Ali Esbati etwa findet die Einschränkung "bedauerlich". Der junge Schwede arbeitet als Politikberater bei der Linkspartei. Er war am 22. Juli Gast auf Utøya und überlebte das Massaker nur knapp, indem er sich ins Wasser rettete. Die politische Erklärung des Terroristen sei ein "Dokument der Gegenwart, über das zu reflektieren wichtig ist", schrieb Esbati in einem Artikel für die schwedische Zeitung Aftonbladet. Seiner Meinung nach entspringen Breiviks Äußerungen einer "Ideenwelt, die noch von vielen anderen bevölkert wird", und damit müsse man sich auseinandersetzen. Nur so könne die Gesellschaft aus dem 22. Juli lernen.

### AUFGABE A
Zeige jede Zeile der Einträge unten, in der die Zeichenfolge „watch“ vorkommt. Groß- und Kleinschreibung zählt.

### EINGABEDATEN
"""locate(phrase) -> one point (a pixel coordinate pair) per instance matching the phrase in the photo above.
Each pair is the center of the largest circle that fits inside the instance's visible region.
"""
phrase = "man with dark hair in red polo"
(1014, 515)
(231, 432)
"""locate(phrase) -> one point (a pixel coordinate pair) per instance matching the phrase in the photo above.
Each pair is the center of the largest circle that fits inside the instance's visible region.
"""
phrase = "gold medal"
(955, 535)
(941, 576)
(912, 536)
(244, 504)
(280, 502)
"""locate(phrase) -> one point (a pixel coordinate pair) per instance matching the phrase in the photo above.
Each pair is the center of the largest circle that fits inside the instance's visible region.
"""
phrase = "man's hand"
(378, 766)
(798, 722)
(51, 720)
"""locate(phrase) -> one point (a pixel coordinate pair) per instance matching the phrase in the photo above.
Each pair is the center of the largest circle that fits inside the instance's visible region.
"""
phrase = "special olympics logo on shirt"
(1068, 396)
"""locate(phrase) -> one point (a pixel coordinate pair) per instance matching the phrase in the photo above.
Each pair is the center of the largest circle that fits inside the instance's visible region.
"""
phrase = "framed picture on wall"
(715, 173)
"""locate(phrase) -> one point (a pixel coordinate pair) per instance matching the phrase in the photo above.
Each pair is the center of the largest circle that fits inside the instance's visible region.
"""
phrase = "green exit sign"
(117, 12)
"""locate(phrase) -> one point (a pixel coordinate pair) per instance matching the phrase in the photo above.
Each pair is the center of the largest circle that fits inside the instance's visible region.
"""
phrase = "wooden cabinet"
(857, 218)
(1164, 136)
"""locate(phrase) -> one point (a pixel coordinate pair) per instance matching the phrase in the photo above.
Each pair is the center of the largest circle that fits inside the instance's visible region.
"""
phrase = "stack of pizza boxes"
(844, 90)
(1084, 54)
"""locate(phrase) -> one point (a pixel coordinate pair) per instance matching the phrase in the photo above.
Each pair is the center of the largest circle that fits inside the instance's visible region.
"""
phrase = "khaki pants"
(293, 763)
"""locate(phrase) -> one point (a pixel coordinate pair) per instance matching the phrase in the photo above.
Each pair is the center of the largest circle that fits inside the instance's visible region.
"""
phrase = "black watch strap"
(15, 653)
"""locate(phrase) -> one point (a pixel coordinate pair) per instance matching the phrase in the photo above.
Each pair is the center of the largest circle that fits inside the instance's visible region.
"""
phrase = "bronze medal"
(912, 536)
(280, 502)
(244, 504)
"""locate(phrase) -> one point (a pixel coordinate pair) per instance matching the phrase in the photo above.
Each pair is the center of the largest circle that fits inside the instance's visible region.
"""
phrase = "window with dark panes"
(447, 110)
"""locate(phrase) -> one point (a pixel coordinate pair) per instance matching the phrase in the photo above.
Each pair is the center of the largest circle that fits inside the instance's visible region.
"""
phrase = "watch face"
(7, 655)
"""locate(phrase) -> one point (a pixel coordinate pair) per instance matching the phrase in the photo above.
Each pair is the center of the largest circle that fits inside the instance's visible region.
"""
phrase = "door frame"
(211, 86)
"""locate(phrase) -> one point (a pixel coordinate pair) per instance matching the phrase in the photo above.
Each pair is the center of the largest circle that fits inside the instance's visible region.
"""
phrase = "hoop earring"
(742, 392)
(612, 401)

### AUFGABE B
Zitiere aus dem Ausgangstext oben wortgetreu den Abschnitt von „Ali Esbati etwa“ bis „dem 22. Juli lernen.“.

### ERGEBNIS A
phrase = "black watch strap"
phrase = "watch face"

### ERGEBNIS B
Ali Esbati etwa findet die Einschränkung "bedauerlich". Der junge Schwede arbeitet als Politikberater bei der Linkspartei. Er war am 22. Juli Gast auf Utøya und überlebte das Massaker nur knapp, indem er sich ins Wasser rettete. Die politische Erklärung des Terroristen sei ein "Dokument der Gegenwart, über das zu reflektieren wichtig ist", schrieb Esbati in einem Artikel für die schwedische Zeitung Aftonbladet. Seiner Meinung nach entspringen Breiviks Äußerungen einer "Ideenwelt, die noch von vielen anderen bevölkert wird", und damit müsse man sich auseinandersetzen. Nur so könne die Gesellschaft aus dem 22. Juli lernen.